** About this exercise **
Line by line, transcribe the data shown below.

(Source records)
= Beginning of Section =

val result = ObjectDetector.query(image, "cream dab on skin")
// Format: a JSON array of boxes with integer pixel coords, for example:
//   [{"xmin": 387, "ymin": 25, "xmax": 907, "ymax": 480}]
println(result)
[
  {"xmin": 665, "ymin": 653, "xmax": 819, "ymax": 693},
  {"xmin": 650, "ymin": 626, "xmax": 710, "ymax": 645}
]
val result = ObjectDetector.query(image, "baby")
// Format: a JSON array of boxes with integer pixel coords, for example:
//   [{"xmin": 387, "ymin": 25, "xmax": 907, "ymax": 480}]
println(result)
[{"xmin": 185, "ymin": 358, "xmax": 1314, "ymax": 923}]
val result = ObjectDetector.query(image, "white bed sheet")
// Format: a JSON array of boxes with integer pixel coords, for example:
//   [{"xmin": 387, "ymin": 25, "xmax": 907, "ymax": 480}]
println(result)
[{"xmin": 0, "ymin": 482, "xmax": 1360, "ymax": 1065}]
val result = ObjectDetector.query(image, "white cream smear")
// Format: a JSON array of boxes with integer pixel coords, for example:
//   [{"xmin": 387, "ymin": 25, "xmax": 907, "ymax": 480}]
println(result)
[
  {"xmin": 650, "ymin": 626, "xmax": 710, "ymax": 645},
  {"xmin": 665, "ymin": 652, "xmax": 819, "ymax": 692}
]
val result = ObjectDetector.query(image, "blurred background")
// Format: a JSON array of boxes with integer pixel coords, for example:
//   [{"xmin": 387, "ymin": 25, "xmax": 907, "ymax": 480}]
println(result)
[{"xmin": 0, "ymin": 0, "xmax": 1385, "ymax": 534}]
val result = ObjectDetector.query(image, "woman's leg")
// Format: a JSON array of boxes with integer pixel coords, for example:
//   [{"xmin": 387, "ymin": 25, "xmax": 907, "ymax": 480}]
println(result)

= End of Section =

** Exercise result **
val result = ObjectDetector.query(image, "cream dab on skin")
// Format: a JSON array of boxes with integer pixel coords, for example:
//   [{"xmin": 387, "ymin": 25, "xmax": 907, "ymax": 480}]
println(result)
[
  {"xmin": 665, "ymin": 653, "xmax": 819, "ymax": 693},
  {"xmin": 650, "ymin": 626, "xmax": 710, "ymax": 645}
]
val result = ObjectDetector.query(image, "baby")
// Format: a JSON array of boxes with integer pixel coords, for example:
//   [{"xmin": 387, "ymin": 25, "xmax": 907, "ymax": 480}]
println(result)
[{"xmin": 185, "ymin": 358, "xmax": 1314, "ymax": 923}]
val result = ObjectDetector.query(image, "white bed sheet")
// Format: a JSON array of boxes with integer pixel coords, for example:
//   [{"xmin": 387, "ymin": 25, "xmax": 907, "ymax": 480}]
println(result)
[{"xmin": 0, "ymin": 482, "xmax": 1360, "ymax": 1065}]
val result = ObjectDetector.query(image, "white cream smear")
// Format: a JSON array of boxes with integer pixel coords, for example:
//   [{"xmin": 387, "ymin": 25, "xmax": 907, "ymax": 480}]
println(result)
[
  {"xmin": 650, "ymin": 626, "xmax": 710, "ymax": 645},
  {"xmin": 665, "ymin": 652, "xmax": 819, "ymax": 692}
]
val result = ObjectDetector.query(image, "blurred background")
// Format: a JSON array of boxes with integer pixel coords, for example:
//   [{"xmin": 387, "ymin": 25, "xmax": 907, "ymax": 480}]
println(result)
[{"xmin": 0, "ymin": 0, "xmax": 1385, "ymax": 534}]
val result = ObjectDetector.query(image, "woman's leg")
// Format: a JSON array of boxes with integer pixel coords, for example:
//   [{"xmin": 387, "ymin": 25, "xmax": 907, "ymax": 480}]
println(result)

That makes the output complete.